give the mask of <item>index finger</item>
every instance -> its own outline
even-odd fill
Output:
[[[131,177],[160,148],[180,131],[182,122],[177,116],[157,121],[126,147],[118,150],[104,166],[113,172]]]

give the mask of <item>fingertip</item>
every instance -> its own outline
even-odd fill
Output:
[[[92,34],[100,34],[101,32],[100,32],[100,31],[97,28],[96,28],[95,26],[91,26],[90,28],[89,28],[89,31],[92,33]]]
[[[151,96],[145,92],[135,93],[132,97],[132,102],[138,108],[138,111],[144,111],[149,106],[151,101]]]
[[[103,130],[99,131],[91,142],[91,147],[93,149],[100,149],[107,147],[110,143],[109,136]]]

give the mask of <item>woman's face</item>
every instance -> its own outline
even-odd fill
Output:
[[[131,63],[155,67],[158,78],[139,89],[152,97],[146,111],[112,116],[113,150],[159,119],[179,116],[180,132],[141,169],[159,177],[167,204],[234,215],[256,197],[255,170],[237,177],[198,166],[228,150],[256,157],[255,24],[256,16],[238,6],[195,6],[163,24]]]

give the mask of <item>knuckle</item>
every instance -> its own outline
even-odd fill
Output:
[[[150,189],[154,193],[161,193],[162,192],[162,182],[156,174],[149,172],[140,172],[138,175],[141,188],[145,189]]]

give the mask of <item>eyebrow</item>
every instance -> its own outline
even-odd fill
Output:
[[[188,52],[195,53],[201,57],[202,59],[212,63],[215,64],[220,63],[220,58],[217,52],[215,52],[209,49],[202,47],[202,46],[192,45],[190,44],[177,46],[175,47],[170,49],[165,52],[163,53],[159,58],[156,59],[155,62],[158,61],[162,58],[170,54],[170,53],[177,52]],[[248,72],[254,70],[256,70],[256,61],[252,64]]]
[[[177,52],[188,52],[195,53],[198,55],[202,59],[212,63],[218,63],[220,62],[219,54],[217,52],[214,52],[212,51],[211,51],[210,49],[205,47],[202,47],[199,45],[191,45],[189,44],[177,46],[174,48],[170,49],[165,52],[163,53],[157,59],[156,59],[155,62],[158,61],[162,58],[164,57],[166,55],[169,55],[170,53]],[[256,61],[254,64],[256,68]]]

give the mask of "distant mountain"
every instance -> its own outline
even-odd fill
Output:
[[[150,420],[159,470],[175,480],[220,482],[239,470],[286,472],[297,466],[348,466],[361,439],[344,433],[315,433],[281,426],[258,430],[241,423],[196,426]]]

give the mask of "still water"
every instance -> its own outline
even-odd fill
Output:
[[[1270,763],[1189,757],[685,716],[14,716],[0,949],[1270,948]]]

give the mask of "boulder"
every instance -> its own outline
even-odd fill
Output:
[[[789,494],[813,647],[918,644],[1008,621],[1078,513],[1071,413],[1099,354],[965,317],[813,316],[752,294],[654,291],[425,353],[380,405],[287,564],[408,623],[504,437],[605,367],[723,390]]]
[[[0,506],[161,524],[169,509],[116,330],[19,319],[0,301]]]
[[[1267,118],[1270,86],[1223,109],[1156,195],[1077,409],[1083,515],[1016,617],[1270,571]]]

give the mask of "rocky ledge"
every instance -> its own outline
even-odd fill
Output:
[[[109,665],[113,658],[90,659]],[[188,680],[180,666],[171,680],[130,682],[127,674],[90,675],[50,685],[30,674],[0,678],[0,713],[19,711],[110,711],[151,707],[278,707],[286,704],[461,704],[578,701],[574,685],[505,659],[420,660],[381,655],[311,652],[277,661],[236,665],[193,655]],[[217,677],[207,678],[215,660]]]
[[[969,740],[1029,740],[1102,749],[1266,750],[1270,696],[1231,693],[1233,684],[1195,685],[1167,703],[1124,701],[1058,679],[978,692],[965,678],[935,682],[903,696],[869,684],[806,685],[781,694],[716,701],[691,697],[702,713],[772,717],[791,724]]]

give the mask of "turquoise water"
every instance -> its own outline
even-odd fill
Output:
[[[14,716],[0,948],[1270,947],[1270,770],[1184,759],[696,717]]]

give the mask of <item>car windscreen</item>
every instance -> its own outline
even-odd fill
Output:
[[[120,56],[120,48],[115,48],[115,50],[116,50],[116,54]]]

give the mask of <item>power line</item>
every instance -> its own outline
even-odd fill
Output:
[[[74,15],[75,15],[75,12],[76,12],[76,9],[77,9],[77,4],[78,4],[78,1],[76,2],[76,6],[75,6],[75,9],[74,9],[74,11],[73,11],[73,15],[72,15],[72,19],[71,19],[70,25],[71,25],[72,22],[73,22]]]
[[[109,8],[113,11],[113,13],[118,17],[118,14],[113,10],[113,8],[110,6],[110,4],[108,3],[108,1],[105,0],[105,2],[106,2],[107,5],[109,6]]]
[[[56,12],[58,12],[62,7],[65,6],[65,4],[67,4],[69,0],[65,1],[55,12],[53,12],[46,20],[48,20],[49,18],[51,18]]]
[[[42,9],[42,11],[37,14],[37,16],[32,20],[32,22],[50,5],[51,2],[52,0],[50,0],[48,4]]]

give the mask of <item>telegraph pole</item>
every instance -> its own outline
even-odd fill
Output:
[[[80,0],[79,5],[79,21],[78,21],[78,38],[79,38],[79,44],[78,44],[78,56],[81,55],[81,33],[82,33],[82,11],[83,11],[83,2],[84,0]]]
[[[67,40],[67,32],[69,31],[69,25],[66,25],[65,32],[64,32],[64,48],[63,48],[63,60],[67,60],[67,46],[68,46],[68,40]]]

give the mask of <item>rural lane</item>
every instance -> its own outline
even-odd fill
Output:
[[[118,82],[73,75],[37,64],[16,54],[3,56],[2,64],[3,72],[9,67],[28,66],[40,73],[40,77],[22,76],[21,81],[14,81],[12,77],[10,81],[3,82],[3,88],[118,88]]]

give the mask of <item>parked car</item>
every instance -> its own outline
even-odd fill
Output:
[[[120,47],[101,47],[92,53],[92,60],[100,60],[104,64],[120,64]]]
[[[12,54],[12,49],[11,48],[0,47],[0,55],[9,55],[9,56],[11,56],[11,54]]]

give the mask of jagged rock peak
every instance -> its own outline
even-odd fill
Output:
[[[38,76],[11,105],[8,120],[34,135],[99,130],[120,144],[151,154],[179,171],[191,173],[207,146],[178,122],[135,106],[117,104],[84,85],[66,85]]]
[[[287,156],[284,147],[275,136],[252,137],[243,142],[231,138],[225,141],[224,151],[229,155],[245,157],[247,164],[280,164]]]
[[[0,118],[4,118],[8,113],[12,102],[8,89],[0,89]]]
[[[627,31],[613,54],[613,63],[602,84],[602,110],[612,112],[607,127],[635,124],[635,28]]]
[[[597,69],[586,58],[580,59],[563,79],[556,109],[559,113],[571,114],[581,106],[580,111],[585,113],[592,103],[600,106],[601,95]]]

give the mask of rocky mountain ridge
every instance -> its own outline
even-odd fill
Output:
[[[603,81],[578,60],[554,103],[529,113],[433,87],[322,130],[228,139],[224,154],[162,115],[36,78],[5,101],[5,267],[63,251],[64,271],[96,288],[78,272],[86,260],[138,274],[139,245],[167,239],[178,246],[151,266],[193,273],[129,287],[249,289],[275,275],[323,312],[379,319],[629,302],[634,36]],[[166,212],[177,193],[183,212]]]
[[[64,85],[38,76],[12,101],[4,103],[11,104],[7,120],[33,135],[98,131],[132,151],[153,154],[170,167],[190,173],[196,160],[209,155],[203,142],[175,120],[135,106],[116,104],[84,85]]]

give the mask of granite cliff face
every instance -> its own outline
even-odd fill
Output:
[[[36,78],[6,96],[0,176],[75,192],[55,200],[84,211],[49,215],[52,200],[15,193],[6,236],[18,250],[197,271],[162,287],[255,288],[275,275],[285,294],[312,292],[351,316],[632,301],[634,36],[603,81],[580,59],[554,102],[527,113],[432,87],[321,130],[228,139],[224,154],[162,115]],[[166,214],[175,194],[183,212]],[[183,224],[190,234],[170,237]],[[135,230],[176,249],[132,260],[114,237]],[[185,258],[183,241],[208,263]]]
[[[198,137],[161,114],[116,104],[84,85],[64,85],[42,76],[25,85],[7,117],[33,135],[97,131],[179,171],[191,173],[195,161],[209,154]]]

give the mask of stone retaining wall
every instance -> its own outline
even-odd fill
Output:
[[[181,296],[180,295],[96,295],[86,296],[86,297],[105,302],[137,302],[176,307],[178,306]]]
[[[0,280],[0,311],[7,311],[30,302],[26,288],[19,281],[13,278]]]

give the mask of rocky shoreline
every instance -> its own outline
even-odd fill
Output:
◇ ◇ ◇ ◇ ◇ ◇ ◇
JOB:
Update the lines starting at the one that has "give the mask of <item>car windscreen</item>" and ending after the one that has "[[[120,56],[120,48],[115,48],[115,50],[116,50],[116,54]]]" by replacing "windscreen" with "windshield". Reproduce only those lines, with everything else left unchanged.

THE RESPONSE:
give the mask of <item>car windshield</item>
every instance -> its own outline
even-odd fill
Output:
[[[120,56],[120,48],[115,48],[115,50],[116,50],[116,54]]]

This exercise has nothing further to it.